### STORED DATA ###

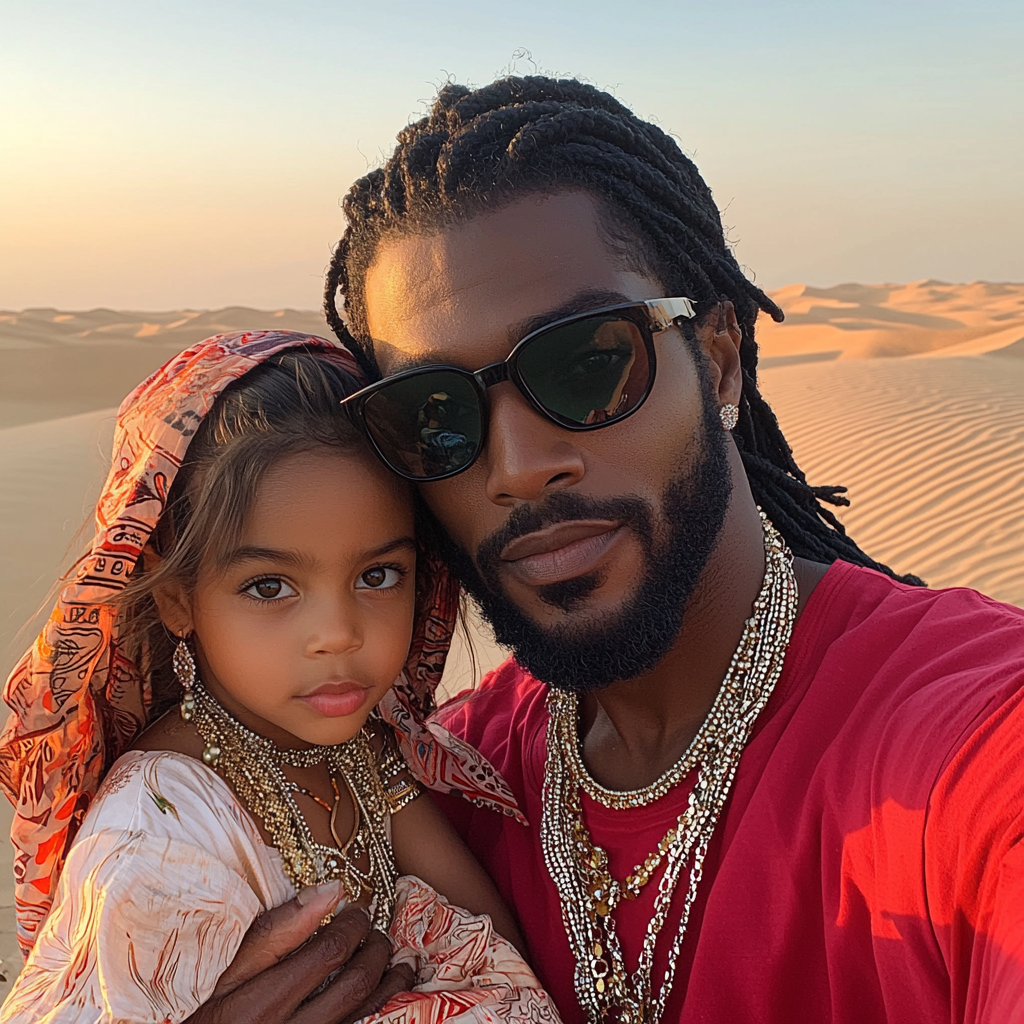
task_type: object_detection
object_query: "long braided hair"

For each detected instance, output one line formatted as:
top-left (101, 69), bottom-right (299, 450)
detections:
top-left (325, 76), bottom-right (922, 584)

###
### STORED DATA ###

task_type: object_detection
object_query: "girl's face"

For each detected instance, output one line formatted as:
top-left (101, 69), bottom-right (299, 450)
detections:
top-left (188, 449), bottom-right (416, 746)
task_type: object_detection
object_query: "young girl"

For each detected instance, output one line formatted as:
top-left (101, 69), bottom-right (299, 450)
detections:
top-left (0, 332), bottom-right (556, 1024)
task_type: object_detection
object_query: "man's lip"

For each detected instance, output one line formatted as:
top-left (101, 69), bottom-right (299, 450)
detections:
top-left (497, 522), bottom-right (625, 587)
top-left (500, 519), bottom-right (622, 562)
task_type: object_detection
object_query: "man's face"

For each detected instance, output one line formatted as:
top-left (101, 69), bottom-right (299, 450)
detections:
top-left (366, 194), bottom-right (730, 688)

###

_WORK REQUIRED_
Locate each line in the data above that contains the string "face" and copy it out. Letter case matters.

_EXERCISE RESULT_
object_query: "girl's face"
object_query: "man's face"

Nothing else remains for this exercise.